Numbers, Numbers, Numbers....
Read any good books
lately? Several? My suspicion is that
none of them was called "Book number six in
English." It probably had a more imaginative
title, that, with any luck, gave you some idea
what the book was supposed to be about.
But the chances are
if you've heard anything by Mozart, Beethoven,
Brahms, or Corigliano (he's still alive, which
might explain we you didn't recognize him--if
you did, congratulations) you encountered just
such a generic title. "Symphony number 8 in F
Major" at first glance doesn't seem to tell us
a heck of a lot. It has all the style of
reading a novel called "novel" or a short
story called "short story."
And then they go and
stick a bunch of numbers on the end that make
it seem like you've wondered into the
non-fiction section of your local library.
So what's that all
about?

#### [Work required]
Answer these questions from the piece on numbered music titles:
(a) Which of the composers named is described as still alive?
(b) What symphony title does it give as an example of a generic title?
(c) According to the piece, the added numbers make it seem you have entered which section of your local library?

#### [Recorded data]

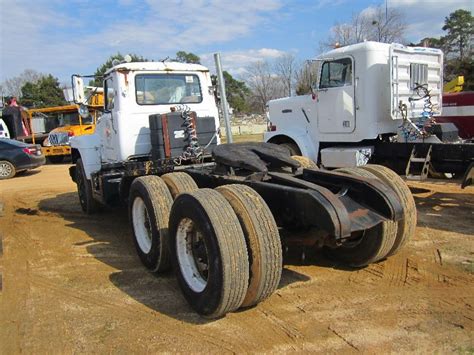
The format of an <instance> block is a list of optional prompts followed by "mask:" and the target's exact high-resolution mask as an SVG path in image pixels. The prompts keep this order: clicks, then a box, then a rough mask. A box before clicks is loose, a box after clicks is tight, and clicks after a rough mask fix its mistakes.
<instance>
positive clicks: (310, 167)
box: [291, 155, 319, 170]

#### [Task output]
(a) Corigliano
(b) "Symphony number 8 in F Major"
(c) The non-fiction section